Region pointing data
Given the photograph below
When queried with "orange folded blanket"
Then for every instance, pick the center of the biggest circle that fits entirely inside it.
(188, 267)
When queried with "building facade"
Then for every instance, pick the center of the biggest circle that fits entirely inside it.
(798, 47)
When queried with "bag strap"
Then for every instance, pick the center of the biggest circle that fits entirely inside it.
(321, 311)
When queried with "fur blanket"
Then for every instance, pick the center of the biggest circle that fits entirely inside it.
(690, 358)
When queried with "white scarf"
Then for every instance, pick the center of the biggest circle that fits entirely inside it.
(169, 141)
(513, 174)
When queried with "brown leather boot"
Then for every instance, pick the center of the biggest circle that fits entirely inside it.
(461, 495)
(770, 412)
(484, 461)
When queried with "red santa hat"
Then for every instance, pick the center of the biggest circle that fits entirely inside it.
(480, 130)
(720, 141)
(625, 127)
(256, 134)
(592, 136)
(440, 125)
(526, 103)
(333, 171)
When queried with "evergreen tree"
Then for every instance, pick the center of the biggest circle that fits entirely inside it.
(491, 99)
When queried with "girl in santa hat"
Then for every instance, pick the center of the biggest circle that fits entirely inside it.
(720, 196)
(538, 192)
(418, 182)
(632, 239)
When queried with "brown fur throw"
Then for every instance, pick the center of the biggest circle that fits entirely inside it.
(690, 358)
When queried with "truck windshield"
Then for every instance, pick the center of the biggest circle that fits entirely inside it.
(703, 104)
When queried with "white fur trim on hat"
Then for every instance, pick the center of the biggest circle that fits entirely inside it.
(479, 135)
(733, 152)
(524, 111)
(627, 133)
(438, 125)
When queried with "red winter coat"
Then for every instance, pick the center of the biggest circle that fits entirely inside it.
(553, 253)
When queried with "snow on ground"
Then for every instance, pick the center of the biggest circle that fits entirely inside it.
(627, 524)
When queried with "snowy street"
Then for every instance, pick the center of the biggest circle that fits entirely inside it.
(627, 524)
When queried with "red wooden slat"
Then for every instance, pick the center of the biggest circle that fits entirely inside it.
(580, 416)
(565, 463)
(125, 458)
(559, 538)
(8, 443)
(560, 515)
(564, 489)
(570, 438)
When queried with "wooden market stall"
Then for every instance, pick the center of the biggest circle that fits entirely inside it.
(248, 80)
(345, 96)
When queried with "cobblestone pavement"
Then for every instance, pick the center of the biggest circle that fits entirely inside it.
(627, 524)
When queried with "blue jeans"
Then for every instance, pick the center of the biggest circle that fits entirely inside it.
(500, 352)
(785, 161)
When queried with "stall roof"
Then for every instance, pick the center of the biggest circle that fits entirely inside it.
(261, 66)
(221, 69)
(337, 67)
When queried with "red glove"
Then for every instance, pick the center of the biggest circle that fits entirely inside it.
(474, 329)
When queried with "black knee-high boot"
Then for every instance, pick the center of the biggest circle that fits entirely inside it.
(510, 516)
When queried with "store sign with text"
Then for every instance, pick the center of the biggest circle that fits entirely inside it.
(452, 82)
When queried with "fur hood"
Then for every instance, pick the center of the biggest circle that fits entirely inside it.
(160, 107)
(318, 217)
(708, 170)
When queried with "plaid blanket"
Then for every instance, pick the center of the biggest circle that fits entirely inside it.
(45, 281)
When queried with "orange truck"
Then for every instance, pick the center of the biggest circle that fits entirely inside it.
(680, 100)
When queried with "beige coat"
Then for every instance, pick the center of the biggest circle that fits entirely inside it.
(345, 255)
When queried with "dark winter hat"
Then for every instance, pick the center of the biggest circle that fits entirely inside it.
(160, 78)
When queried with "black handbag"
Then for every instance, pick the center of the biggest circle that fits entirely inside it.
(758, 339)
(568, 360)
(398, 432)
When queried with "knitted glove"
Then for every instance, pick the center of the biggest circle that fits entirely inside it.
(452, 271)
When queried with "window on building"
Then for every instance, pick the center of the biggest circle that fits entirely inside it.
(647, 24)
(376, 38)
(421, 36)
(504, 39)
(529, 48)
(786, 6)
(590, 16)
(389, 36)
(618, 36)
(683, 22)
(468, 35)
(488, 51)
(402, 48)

▶ PROBLEM TO WORK ON:
Show every line of the data in which the word "coat" appears.

▶ PROBLEM SOLUTION:
When queried with "red winter coat"
When queried with "beige coat"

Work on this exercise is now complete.